[Extracted records]
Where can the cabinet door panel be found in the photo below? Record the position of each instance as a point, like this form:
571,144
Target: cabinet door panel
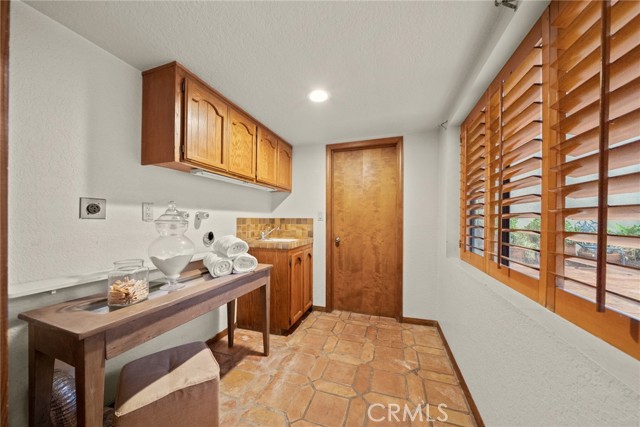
284,165
297,279
242,145
267,171
205,142
307,286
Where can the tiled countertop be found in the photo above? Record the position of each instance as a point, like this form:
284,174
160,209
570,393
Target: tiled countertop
269,244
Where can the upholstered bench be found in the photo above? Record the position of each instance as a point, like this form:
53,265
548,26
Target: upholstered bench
174,387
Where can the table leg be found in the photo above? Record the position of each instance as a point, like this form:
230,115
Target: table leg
231,321
40,383
265,300
90,381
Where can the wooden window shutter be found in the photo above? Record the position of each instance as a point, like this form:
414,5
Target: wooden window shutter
550,169
597,178
515,169
473,185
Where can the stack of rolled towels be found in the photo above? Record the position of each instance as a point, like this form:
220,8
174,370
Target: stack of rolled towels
229,256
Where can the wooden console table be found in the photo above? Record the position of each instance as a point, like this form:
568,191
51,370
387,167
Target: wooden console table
84,333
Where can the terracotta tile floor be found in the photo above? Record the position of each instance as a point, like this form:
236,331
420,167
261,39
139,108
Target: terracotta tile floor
340,369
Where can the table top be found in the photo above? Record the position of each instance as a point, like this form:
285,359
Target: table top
87,316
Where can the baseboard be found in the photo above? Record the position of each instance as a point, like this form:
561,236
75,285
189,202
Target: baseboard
416,321
472,405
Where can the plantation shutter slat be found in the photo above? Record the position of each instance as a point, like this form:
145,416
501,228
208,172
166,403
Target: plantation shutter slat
626,212
619,157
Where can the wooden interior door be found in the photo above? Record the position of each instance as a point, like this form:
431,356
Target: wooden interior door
242,145
267,168
4,161
205,140
284,165
364,233
296,289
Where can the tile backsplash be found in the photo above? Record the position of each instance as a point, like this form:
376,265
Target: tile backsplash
293,228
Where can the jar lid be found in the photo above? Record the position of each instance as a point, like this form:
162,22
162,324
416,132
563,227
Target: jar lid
172,216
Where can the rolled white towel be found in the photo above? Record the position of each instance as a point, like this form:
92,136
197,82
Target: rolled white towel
217,265
244,263
230,246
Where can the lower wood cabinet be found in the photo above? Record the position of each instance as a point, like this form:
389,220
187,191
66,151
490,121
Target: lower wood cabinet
291,289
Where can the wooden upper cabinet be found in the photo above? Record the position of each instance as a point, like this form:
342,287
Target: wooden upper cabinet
285,153
187,125
267,171
206,121
296,308
242,145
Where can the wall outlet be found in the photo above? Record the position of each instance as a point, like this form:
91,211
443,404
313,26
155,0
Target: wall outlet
93,208
147,212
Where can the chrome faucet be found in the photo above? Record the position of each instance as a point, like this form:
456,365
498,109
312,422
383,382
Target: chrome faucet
263,235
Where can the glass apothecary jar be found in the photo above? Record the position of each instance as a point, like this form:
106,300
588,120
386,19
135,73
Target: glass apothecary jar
128,283
172,251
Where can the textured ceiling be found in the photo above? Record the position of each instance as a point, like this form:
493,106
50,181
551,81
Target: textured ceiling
390,67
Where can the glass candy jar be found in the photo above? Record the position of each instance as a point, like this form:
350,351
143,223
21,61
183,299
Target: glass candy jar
172,251
128,283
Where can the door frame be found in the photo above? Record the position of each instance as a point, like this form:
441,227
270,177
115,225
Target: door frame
4,162
353,146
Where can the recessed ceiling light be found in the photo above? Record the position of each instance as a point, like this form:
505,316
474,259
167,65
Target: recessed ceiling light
318,95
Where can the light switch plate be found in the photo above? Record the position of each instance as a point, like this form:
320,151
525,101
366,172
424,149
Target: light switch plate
147,212
93,208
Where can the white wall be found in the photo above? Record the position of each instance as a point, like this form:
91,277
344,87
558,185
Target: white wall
74,120
524,365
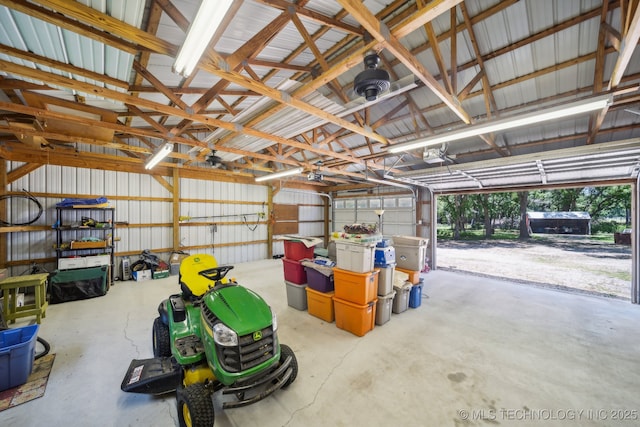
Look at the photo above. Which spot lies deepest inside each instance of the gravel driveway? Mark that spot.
(562, 261)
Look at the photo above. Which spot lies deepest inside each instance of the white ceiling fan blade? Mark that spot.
(404, 84)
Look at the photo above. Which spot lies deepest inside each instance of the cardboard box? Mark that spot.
(75, 244)
(83, 262)
(141, 275)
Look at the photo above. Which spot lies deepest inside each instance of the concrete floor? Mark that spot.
(475, 348)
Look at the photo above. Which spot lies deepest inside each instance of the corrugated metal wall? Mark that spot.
(225, 220)
(310, 213)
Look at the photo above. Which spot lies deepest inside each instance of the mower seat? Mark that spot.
(193, 284)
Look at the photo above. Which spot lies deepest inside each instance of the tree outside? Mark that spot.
(503, 215)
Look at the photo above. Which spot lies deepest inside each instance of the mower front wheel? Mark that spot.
(195, 406)
(285, 351)
(161, 339)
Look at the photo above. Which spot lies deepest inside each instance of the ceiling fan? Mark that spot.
(438, 155)
(215, 161)
(374, 84)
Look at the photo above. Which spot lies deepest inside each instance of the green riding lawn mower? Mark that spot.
(214, 336)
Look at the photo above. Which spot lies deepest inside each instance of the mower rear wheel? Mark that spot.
(161, 339)
(286, 351)
(195, 406)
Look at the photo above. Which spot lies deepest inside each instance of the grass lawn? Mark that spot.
(446, 233)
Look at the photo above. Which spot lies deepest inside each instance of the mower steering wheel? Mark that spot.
(216, 273)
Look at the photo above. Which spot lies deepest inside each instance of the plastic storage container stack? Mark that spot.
(356, 287)
(320, 286)
(402, 288)
(385, 263)
(295, 276)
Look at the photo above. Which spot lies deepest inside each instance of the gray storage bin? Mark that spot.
(384, 307)
(401, 299)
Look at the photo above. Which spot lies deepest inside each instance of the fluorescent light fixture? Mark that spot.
(566, 110)
(282, 174)
(163, 152)
(201, 30)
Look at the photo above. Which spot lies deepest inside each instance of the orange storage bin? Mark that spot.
(358, 288)
(320, 304)
(355, 318)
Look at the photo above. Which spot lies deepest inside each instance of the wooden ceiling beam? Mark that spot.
(169, 110)
(221, 69)
(72, 25)
(62, 66)
(313, 16)
(160, 87)
(108, 24)
(381, 33)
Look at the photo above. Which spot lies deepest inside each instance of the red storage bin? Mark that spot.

• [ABOUT THIS TASK]: Since the copy must contain no pictures, return only the text of the records, exactly as it stands.

• [EXERCISE SOLUTION]:
Where can the cabinet door panel be found in the photo below? Record the position of each instance as a point, like this form:
571,144
Target: cabinet door panel
284,165
297,279
242,145
267,171
205,142
307,286
Where can the tiled countertop be found in the photo above? Record the position of each instance as a point, like this form:
284,174
160,209
570,393
Target: tiled countertop
269,244
Where can the upholstered bench be found in the photo above? Record the position of each instance as a point, like this form:
53,265
548,26
Target: upholstered bench
174,387
Where can the table leg be found in the photo above? Record the position of each instance as a point, like this form:
230,115
Target: table leg
231,321
40,383
265,300
90,381
Where can the wooden window shutter be found in the photo above? Record the position of each instance as a point, like this form:
414,5
Target: wooden window shutter
550,169
597,178
515,169
473,185
Where can the stack of rolled towels be found in the photo above? Record the position of each instance as a point, like this form:
220,8
174,370
Target: stack of rolled towels
229,256
Where can the wooden console table be found in the photo above? Record the position of each instance as a point, like this form:
568,191
51,370
387,167
Target: wooden console table
84,333
Where can the terracotta tile floor be found in the photo above? Record the position of each instance as a point, like this form:
236,331
420,167
261,39
139,108
Target: terracotta tile floor
340,369
Where can the table top be found in the photo above? Record the position of each instance as a point, like this form:
285,359
Target: table top
87,316
Where can the baseboard be found in the photo above? Record the position of each instance as a point, like this form:
561,236
75,285
189,202
Target: baseboard
416,321
472,405
Where can the plantation shutter slat be found in the photo above? Record the position of each instance as a point, like this form:
145,416
501,228
208,172
166,403
Target: plantation shutter slat
626,212
619,157
Where can the wooden interior door be found in the photo above? Record the position of each instance as a point, like this form:
431,356
Target: wooden interior door
242,145
267,168
4,161
205,140
284,165
364,233
296,289
Where can the tile backsplash be found in the photo above? Record the position of each instance as a point, like this form:
376,265
Target: tile backsplash
293,228
Where can the jar lid be found in the photo above? Record the position of each instance as a point, like this form:
162,22
162,324
416,132
563,227
Target: jar lid
172,216
Where can the rolled white towel be found in the photo above? Record the position of each instance as a point, like this form:
92,136
197,82
Target: rolled white towel
217,265
244,263
230,246
Where can the lower wood cabinet be found in the photo above? Record the position of each instance as a point, like this form:
389,220
187,191
66,151
490,121
Target: lower wood cabinet
291,289
Where can the wooden upper cabinet be found in the photo above? Record the position of each instance as a point, like this form:
342,287
Target: wooden upper cabinet
285,153
187,125
267,171
206,121
296,308
242,145
Where can the wall outlet be found in the photo above? Record the position of each instance as a point, like this form:
91,211
443,404
313,26
155,0
Target: wall outlet
93,208
147,212
Where can the chrome faucet be found in the photo above? Record the position of each instance as a point, like this form:
456,365
498,109
312,422
383,382
Target: chrome faucet
263,235
Where can the glass apothecary jar be found in the photo above? Record the position of each instance as a point, like this form:
106,300
588,120
386,19
135,73
Target: glass apothecary jar
128,283
172,251
Where can the textured ceiling be found in the photo above? Record the position of each instance as a point, like this form:
493,106
50,181
551,81
Target: textured ceiling
390,67
Where can the glass candy jar be found in the photo above? Record the position of each instance as a point, like this form:
350,351
143,223
21,61
183,299
Target: glass candy jar
172,251
128,283
Where can the door frame be found in the photo above? Record the position of each instance as a point, like this form:
441,227
270,177
115,225
Target: door frame
4,162
353,146
Where can the recessed ceiling light be found in the photo above? Record the position of each instance as a point, like this form:
505,316
474,259
167,65
Target: recessed ceiling light
318,95
Where can the light switch plate be found in the photo above? Record the position of each instance as a point, like this form:
320,151
525,101
366,172
424,149
Target: light switch plate
147,212
93,208
Where can the white wall be found in the photo above? Record the position of each instance as a point, like this form:
91,277
344,87
558,185
Target: white wall
74,120
524,365
Look at the photo above. Which spot lies deepest inside each instance of the gravel driveway? Mark that spot.
(562, 261)
Look at the photo above. Which spot lies deepest inside each instance of the white ceiling fan blade? Mark that spot.
(404, 84)
Look at the photo above. Which spot lies deepest inside each instance of the cardboard box? Mark that spot.
(75, 244)
(83, 262)
(141, 275)
Look at the photo above. Which spot lies deepest inside each instance of the concrete floor? Mark that spot.
(475, 348)
Look at the photo above. Which spot lies deepest inside each instance of the corrugated metal wall? Mark that spot.
(225, 220)
(310, 213)
Look at the photo above. Which spot lies deepest inside each instance of the mower seat? Mark that spot.
(193, 284)
Look at the photo above. Which spot lies deepest inside each instance of the tree outside? Mark that spot.
(503, 215)
Look at the photo above. Which spot lies deepest inside each instance of the mower front wheel? Mark that spot.
(195, 406)
(285, 351)
(161, 339)
Look at the photo above. Which spot lies deepest inside each instance of the ceiling fan? Mark that spot.
(438, 155)
(215, 161)
(374, 84)
Look at the photo above. Which spot lies deepest inside each instance of the green riding lawn mower? Mark that spot.
(214, 336)
Look at the photo above. Which spot lies deepest inside each instance of the mower rear wheel? Mark that spot.
(161, 339)
(286, 351)
(195, 406)
Look at the photo above. Which spot lies deepest inside each instance of the grass lawn? Mark that spot.
(446, 233)
Look at the photo above. Which spot lies deepest inside each instance of the mower steering wheel? Mark that spot.
(216, 273)
Look at the photo above. Which spot lies deepest inside each instance of the plastic storage container stack? Mark that spot.
(356, 287)
(320, 286)
(402, 288)
(385, 263)
(295, 276)
Look at the photo above. Which spot lies deepest inside each instance of the gray storage bin? Mark that spot.
(384, 307)
(401, 299)
Look at the photo above. Which spot lies deepest inside each instance of the fluorescent light fixture? Mark that spot.
(566, 110)
(282, 174)
(163, 152)
(201, 30)
Look at the photo above. Which spot lies deepest inside each instance of the orange storage bin? Mark that spot.
(358, 288)
(320, 304)
(355, 318)
Look at the photo above. Which spot lies deepest inside each instance of the wooden ceiling beam? Mark that spot.
(169, 110)
(221, 69)
(72, 25)
(62, 66)
(313, 16)
(160, 87)
(108, 24)
(381, 33)
Look at the photo above. Which spot lies deepest inside each instance of the red storage bin? Mark that spot.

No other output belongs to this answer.